### GIVEN EXERCISE
Update the lines below by replacing every "place a point" with "put a point" and leaving everything else unchanged.

─── EXCERPTED RECORDS

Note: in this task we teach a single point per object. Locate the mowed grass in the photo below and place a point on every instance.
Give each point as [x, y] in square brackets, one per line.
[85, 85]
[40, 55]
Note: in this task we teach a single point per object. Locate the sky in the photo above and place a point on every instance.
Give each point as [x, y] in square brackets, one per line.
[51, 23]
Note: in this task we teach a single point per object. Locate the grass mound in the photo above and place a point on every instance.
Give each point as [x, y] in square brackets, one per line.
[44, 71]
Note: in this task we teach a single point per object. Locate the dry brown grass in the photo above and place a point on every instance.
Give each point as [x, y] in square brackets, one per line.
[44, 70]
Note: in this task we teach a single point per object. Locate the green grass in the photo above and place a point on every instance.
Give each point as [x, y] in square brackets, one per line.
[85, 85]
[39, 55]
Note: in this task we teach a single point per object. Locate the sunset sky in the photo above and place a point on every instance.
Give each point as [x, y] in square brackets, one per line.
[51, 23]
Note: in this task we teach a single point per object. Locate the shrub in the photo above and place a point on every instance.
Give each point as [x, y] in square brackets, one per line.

──────

### COMPLETE RESPONSE
Note: in this task we teach a single point per object. Locate the mowed grass in the photo below and put a point on every instance.
Give each point as [x, y] in square brackets, one per line.
[85, 85]
[40, 55]
Note: in this task we teach a single point per object. Locate the sky in the photo above and put a point on every instance.
Give each point as [x, y] in square brackets, one per line.
[51, 23]
Note: in this task we teach a single point per object. Locate the grass mound in the photo above and put a point on every instance.
Give each point as [x, y] in square brackets, one per line.
[44, 71]
Note: in this task we teach a single point per object. Locate the dry brown grass in the photo above and put a point on every instance.
Give each point as [x, y] in square brackets, one per line.
[44, 70]
Note: in this task we teach a single point per object. Locate the green grass in the photo above and put a point on every instance.
Give each point as [x, y] in square brackets, one per line.
[85, 85]
[39, 55]
Note: in this task we teach a single point per object. Locate the sunset sky in the photo above and put a point on every instance.
Give each point as [x, y] in square brackets, one per line.
[51, 23]
Note: in this task we teach a single point per object. Locate the shrub in the photo above and put a point on every instance.
Give each point as [x, y] in square brackets, one per line.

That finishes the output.